Selected text:
Content starts

We all eat, family-style, standing right where the students have plated up their assignments, poking our forks in each other’s poulets. A few of Twaler’s chef-educator colleagues wander through and taste the day’s lessons, offering their own critiques.
The cleanup begins in earnest and all chip in to hand wash, dry and deliver pots, pans and silverware to a waiting Chef Twaler. He inspects each and every piece for the smallest morsel of missed food before stowing it all away in a supply closet.
All of the classroom assignments have been completed and discussions about the big Family Day chores hashed out. Students begin to file out, done for the day. Twaler’s is only one of many active labs and classrooms that morning. One room down, some 25 students are making sausage, next to them a pastry class is in full swing, all while student-chefs ready the Fowler Dining Room for the day’s customers.
Chef Twaler carves out enough office time for a considerable amount of administrative work. While he scans his emails, we discuss his background as a transplanted Iowan, his time working in the Northeast, and how, in the mid-1990s, he decided to pursue a culinary degree of his own to further his restaurant career. “I packed up, sight unseen and moved to Charleston, where it doesn’t snow and it’s warm.” In Charleston, he began a long trek toward many culinary degrees and certifications, two from Johnson & Wales University; a BS in Food Service Management and an AAS in Culinary Arts. In 2017, he completed his Master’s in Education at the University of Kansas.
“I started as a paycheck person,” he said, “hoping my degree would just get me better pay at whatever restaurant I was working at, but as I got into it more, my passions changed.”
His office wall is adorned with some of his many awards and certifications: Modernist Plating, Sous Vide Technique, BBQ Science, Charcuterie and Charcuterie Intensive. He traveled to Berlin, Germany, to compete in the world Culinary Olympics. He’s contributed to culinary textbooks and has coached culinary teams on to international championships. He was named South Carolina Hospitality Educator of the Year in 2016. In addition to teaching Classical Foundations of Cooking at the ICI, he also teaches Kitchen Fundamentals and Cuisine of the Americas, covering the regional cuisines of the U.S., South and Central America, Mexico and the Caribbean.

Content ends

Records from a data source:
Content starts

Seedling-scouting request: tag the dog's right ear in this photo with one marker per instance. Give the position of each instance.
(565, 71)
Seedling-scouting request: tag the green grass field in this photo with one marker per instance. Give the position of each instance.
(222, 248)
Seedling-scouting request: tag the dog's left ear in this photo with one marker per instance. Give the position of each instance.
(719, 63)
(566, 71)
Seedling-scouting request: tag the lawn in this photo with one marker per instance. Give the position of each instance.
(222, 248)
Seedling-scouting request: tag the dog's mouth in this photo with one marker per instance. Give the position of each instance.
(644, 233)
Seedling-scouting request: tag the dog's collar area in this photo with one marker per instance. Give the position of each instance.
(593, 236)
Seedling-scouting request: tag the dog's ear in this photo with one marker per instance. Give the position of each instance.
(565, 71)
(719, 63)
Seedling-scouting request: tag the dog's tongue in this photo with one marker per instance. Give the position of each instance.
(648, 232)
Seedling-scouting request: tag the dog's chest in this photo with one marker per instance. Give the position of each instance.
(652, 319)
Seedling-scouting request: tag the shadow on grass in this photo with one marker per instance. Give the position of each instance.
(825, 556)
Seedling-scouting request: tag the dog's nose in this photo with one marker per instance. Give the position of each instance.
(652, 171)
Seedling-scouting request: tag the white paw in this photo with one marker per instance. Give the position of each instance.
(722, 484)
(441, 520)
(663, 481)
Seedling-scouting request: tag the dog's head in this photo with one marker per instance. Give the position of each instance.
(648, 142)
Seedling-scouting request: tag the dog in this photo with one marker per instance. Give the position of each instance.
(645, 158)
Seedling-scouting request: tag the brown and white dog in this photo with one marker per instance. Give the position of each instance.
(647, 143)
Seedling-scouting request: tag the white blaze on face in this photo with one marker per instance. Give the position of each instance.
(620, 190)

Content ends
Content starts

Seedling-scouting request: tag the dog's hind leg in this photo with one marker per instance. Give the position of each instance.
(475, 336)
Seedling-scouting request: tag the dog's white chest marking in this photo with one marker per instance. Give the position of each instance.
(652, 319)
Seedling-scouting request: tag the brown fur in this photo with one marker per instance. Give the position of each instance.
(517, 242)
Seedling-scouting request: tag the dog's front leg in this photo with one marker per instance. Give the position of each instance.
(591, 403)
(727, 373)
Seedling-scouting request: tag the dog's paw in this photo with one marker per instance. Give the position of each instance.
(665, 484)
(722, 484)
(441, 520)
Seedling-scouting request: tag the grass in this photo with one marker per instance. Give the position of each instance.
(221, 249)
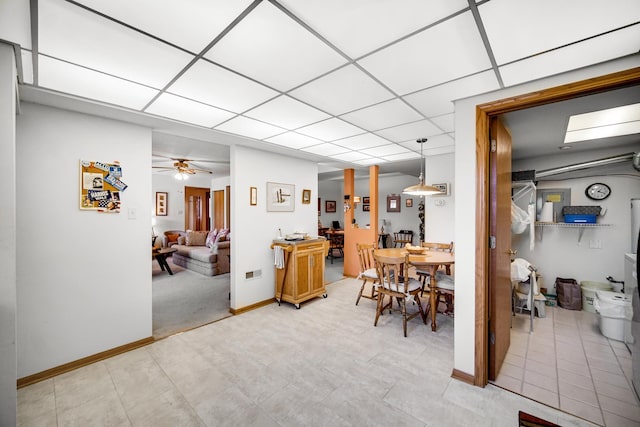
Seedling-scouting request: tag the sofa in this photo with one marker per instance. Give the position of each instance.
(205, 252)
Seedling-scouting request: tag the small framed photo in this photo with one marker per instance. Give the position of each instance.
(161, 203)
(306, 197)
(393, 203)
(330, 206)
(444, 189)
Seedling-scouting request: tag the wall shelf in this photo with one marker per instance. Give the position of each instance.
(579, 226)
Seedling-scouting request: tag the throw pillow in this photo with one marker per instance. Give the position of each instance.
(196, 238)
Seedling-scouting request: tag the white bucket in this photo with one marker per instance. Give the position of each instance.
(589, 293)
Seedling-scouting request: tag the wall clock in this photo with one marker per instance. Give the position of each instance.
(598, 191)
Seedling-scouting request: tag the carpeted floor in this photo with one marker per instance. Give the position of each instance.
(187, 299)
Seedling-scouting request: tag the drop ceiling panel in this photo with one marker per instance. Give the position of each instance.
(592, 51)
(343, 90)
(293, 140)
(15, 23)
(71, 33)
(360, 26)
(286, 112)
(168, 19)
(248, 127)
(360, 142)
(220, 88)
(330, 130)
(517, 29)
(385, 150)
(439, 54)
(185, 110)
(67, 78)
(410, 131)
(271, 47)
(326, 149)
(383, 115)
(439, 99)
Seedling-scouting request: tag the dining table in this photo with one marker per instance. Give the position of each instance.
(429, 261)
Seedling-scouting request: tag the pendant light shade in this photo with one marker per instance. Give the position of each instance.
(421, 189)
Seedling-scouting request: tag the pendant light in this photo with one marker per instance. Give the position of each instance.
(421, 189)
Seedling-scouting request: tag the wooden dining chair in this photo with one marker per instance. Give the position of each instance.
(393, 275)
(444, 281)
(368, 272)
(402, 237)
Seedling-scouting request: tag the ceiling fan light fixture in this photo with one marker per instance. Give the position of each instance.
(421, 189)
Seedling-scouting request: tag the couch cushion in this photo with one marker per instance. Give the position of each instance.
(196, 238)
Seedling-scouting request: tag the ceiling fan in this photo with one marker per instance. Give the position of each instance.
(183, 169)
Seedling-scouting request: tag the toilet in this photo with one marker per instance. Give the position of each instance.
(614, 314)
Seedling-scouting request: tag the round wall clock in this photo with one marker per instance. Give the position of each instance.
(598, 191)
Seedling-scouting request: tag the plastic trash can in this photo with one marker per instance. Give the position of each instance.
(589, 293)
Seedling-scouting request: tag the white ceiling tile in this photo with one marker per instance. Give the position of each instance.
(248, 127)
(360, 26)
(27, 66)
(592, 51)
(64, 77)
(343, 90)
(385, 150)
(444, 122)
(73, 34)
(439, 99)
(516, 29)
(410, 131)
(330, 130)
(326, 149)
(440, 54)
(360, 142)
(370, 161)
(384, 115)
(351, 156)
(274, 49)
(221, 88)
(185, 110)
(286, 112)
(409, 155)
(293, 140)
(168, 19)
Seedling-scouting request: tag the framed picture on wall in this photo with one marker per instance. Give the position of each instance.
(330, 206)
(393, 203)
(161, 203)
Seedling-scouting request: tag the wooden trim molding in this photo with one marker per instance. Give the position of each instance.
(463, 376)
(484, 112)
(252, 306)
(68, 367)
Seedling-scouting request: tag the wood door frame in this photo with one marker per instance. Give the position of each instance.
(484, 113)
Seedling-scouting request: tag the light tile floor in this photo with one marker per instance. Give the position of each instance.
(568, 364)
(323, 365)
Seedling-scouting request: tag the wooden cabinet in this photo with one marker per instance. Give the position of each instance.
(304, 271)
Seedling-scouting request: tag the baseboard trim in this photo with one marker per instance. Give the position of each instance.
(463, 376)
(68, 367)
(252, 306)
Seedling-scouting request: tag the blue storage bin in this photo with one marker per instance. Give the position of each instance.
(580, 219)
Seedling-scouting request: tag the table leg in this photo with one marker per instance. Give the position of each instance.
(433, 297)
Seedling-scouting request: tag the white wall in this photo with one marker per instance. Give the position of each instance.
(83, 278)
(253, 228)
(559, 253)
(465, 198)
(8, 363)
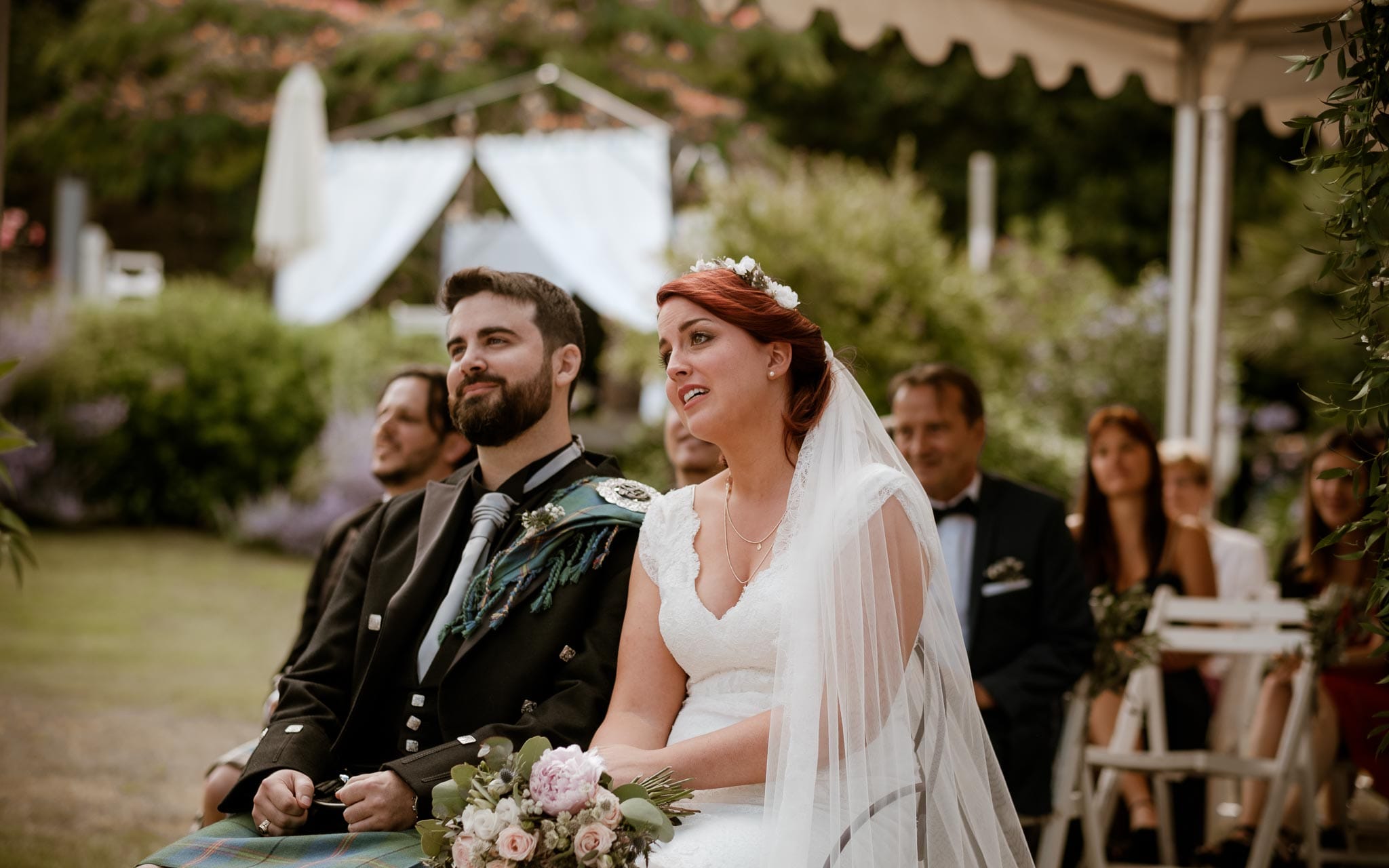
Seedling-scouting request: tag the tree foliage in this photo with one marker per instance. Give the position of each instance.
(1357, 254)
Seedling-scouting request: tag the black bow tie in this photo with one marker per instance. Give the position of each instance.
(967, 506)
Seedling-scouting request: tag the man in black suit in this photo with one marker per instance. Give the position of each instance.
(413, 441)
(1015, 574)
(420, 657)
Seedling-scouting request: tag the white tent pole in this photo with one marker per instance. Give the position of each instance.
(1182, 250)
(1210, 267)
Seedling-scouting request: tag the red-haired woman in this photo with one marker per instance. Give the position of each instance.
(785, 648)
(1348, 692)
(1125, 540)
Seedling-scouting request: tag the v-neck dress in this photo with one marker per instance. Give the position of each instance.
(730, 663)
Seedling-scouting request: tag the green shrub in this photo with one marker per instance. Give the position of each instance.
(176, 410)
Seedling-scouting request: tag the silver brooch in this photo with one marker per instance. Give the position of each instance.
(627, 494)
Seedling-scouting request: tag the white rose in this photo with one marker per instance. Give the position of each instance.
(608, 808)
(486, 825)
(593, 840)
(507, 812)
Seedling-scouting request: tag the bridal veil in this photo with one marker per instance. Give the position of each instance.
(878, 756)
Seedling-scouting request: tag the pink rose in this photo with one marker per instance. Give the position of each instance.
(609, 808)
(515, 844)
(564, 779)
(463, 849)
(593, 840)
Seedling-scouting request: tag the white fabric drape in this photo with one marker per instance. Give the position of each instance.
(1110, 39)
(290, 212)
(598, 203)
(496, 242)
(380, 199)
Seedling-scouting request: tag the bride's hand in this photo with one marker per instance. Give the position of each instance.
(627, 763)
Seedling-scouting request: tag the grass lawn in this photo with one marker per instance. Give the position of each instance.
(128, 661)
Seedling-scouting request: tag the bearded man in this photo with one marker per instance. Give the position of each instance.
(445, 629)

Content ends
Content starts

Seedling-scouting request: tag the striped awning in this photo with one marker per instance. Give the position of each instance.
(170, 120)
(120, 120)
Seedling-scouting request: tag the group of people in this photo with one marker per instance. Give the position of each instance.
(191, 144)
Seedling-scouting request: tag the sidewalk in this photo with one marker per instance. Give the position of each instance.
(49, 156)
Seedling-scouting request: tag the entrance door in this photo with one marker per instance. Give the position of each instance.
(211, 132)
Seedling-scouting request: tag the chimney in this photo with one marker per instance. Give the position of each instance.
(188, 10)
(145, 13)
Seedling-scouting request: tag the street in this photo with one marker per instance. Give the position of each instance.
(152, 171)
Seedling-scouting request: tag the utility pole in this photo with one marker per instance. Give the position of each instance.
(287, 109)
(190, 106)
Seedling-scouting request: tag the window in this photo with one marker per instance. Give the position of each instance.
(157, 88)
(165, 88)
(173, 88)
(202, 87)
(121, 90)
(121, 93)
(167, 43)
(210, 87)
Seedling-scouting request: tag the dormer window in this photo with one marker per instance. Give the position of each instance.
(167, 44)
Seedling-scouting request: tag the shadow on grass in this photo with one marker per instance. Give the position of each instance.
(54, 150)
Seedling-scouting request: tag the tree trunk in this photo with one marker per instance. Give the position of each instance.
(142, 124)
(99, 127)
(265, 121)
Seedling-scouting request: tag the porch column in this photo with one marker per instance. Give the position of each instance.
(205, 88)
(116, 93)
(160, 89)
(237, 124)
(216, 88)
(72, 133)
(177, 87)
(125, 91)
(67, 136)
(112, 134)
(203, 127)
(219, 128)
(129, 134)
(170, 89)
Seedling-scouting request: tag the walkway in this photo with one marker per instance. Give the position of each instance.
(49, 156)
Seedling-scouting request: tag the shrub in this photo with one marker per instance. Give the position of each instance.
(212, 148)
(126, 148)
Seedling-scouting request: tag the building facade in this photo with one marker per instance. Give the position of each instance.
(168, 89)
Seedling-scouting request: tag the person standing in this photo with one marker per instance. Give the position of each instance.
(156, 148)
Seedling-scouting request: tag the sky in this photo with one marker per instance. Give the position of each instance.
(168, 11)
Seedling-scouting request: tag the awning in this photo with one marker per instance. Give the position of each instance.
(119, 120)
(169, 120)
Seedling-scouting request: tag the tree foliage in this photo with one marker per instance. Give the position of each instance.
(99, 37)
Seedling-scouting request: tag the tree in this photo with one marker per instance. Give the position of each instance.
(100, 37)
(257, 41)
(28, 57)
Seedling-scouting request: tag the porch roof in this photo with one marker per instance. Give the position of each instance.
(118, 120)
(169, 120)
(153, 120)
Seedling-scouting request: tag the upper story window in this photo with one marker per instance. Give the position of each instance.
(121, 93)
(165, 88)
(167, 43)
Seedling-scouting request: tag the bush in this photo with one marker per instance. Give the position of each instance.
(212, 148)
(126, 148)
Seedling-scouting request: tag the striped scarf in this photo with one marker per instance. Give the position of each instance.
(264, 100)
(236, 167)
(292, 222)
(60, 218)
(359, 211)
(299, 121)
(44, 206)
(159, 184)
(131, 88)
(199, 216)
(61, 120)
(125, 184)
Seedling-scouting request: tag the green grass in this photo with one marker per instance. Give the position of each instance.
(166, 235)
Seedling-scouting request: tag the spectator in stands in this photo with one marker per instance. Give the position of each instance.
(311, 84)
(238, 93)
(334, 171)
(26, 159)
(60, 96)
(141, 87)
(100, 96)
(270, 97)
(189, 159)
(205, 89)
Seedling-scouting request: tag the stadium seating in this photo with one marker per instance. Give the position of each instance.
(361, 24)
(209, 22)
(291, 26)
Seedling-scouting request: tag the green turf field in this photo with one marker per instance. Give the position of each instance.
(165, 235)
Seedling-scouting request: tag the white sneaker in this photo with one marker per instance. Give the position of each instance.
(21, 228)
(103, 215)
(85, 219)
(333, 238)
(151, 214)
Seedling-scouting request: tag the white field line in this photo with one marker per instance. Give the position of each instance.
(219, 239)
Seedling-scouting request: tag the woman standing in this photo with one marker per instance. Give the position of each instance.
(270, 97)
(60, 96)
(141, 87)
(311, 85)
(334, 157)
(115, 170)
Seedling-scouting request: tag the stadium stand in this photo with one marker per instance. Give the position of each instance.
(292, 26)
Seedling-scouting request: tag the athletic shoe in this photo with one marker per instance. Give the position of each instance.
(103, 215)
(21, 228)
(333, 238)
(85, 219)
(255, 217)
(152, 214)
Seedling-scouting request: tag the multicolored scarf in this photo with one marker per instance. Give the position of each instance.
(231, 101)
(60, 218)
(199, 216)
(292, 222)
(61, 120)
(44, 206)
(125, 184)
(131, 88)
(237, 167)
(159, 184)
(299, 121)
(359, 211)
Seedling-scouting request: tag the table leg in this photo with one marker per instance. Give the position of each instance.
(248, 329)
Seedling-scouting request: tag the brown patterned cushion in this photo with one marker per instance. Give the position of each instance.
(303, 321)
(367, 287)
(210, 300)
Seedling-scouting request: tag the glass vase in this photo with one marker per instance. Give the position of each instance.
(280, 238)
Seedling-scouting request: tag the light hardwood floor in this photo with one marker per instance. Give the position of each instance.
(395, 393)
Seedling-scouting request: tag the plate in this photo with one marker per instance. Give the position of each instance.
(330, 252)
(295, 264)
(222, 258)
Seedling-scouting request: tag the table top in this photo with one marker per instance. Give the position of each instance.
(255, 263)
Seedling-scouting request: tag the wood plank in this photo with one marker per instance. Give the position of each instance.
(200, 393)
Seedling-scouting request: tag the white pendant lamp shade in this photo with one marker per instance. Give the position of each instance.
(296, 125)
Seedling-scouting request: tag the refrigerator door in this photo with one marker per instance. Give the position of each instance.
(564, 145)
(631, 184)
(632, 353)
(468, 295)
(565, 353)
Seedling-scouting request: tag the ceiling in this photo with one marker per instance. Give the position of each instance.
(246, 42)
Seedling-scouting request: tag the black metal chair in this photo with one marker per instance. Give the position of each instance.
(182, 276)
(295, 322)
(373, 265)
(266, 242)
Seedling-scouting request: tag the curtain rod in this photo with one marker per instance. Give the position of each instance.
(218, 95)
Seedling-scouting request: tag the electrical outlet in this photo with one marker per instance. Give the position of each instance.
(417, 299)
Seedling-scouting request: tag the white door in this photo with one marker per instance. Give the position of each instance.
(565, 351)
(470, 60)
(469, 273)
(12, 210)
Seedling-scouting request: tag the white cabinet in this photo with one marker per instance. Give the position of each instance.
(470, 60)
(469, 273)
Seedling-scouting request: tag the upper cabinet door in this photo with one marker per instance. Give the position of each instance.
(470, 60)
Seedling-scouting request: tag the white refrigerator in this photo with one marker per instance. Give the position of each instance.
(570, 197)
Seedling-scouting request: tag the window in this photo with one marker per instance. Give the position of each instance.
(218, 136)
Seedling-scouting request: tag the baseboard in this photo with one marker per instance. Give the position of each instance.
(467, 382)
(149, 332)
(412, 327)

Content ends

According to the text above about Chef Twaler, where did he travel to compete in the world Culinary Olympics?

Answer area: Berlin, Germany.